— Start Records for the exercise —
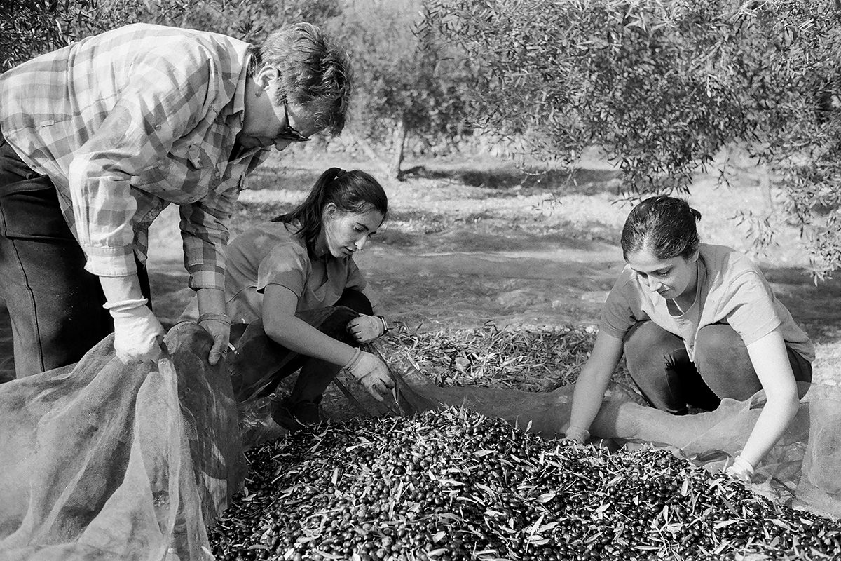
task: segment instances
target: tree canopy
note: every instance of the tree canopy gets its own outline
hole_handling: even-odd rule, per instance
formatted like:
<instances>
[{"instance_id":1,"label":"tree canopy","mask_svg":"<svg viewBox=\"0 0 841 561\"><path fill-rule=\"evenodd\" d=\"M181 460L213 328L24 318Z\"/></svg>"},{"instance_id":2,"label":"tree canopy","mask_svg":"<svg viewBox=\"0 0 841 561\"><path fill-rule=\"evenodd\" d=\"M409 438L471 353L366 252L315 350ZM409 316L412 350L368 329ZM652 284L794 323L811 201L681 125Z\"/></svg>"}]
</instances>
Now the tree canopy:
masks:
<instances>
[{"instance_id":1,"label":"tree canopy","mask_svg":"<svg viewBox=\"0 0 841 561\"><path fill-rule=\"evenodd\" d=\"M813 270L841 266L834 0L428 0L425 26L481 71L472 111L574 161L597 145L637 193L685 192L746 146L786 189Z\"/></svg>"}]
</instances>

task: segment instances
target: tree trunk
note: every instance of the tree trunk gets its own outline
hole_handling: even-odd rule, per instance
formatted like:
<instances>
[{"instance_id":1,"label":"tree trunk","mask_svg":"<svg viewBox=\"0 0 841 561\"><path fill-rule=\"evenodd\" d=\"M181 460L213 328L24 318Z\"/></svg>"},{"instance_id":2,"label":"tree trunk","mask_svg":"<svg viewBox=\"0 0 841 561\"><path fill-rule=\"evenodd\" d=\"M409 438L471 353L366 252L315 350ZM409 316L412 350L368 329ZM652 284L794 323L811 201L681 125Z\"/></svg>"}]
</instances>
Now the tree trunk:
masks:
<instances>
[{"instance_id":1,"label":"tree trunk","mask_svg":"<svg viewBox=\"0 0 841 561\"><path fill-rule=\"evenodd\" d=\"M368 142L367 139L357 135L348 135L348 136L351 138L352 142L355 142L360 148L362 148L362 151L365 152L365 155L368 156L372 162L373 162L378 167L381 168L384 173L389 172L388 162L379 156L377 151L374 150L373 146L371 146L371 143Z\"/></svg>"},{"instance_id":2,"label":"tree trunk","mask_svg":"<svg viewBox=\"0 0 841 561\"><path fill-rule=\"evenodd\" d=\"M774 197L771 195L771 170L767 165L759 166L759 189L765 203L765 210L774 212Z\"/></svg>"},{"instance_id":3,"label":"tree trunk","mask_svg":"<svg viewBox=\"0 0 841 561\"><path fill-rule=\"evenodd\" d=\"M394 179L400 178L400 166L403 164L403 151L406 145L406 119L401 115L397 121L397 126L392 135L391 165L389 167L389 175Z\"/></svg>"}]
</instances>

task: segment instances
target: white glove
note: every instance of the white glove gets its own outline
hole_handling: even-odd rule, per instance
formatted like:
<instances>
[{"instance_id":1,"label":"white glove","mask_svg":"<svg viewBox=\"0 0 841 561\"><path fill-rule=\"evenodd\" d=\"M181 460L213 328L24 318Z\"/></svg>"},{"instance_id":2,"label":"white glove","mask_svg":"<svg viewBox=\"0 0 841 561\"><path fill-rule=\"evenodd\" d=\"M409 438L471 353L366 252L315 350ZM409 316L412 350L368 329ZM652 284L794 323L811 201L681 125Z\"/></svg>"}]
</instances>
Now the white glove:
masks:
— End Records for the exercise —
Please return each line of the records above that contains the string "white".

target: white glove
note: every instance of the white glove gets its own outline
[{"instance_id":1,"label":"white glove","mask_svg":"<svg viewBox=\"0 0 841 561\"><path fill-rule=\"evenodd\" d=\"M181 460L213 328L24 318Z\"/></svg>"},{"instance_id":2,"label":"white glove","mask_svg":"<svg viewBox=\"0 0 841 561\"><path fill-rule=\"evenodd\" d=\"M409 438L471 353L366 252L315 350ZM409 316L412 350L368 329ZM652 284L794 323L811 201L681 125Z\"/></svg>"}]
Now the white glove:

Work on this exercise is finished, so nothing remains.